** BEGIN Page extract **

Salta ai contenuti

Seldon Core Cheat Sheet

Overview

Seldon Core is an open-source platform for deploying, scaling, and monitoring machine learning models on Kubernetes. It converts ML models into production-ready microservices with REST and gRPC APIs, providing enterprise-grade features like canary deployments, A/B testing, multi-armed bandit routing, inference graphs, model explainability, and outlier/drift detection.

Seldon Core uses a custom Kubernetes resource called SeldonDeployment to declaratively define model serving configurations. It supports models from any framework (Scikit-learn, TensorFlow, PyTorch, XGBoost, custom) through pre-packaged model servers or custom Docker containers. The platform integrates with Istio or Ambassador for traffic management, Prometheus for monitoring, and Grafana for dashboards. Seldon Core V2 introduces a new architecture with an inference scheduler, multi-model serving, and pipeline capabilities.

** END Page extract **
** BEGIN Collected material **

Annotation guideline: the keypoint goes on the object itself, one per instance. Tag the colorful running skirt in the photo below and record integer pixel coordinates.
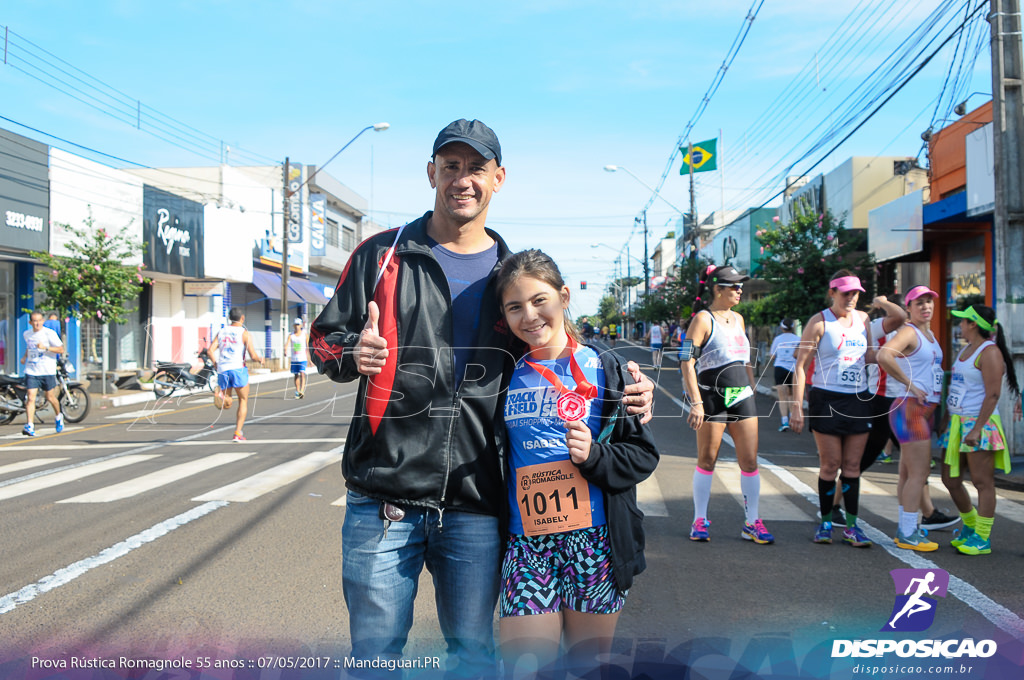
(911, 421)
(992, 438)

** END Collected material **

◆ Work to complete ◆
a) In the Seldon Core overview, what custom Kubernetes resource is used to declaratively define model serving configurations?
b) Write the next part of the Seldon Core overview, carrying on from its last sentence.
The lines are material apart from the Seldon Core text.

◆ Answers by task ◆
a) SeldonDeployment.

b)
Installation

Install with Helm

# Add Seldon Helm chart repo
helm repo add seldon https://storage.googleapis.com/seldon-charts
helm repo update

# Install Seldon Core operator
kubectl create namespace seldon-system

helm install seldon-core seldon/seldon-core-operator \
    --namespace seldon-system \
    --set usageMetrics.enabled=true \
    --set istio.enabled=true \
    --set certManager.enabled=false

# Verify installation
kubectl get pods -n seldon-system

# Install with Ambassador instead of Istio
helm install seldon-core seldon/seldon-core-operator \
    --namespace seldon-system \
    --set ambassador.enabled=true \
    --set istio.enabled=false

Install Seldon Core V2

# Install V2 with Helm
helm install seldon-core-v2 seldon/seldon-core-v2-setup \
    --namespace seldon-mesh \
    --create-namespace

helm install seldon-v2 seldon/seldon-core-v2-runtime \
    --namespace seldon-mesh

Prerequisites

# Install Istio (if using Istio ingress)
istioctl install --set profile=default
kubectl label namespace default istio-injection=enabled

# Install cert-manager (optional, for TLS)
kubectl apply -f https://github.com/cert-manager/cert-manager/releases/download/v1.14.0/cert-manager.yaml

Core Deployments

Simple Model Deployment

# sklearn-deployment.yaml
apiVersion: machinelearning.seldon.io/v1
kind: SeldonDeployment
metadata:
  name: iris-model
  namespace: default
spec:
  name: iris
  predictors:
    - name: default
      replicas: 2
      graph:
        name: classifier
        implementation: SKLEARN_SERVER
        modelUri: gs://seldon-models/v1.19.0-dev/sklearn/iris
        envSecretRefName: seldon-init-container-secret
      componentSpecs:
        - spec:
            containers:
              - name: classifier
                resources:
                  requests:
                    cpu: "0.5"
                    memory: "1Gi"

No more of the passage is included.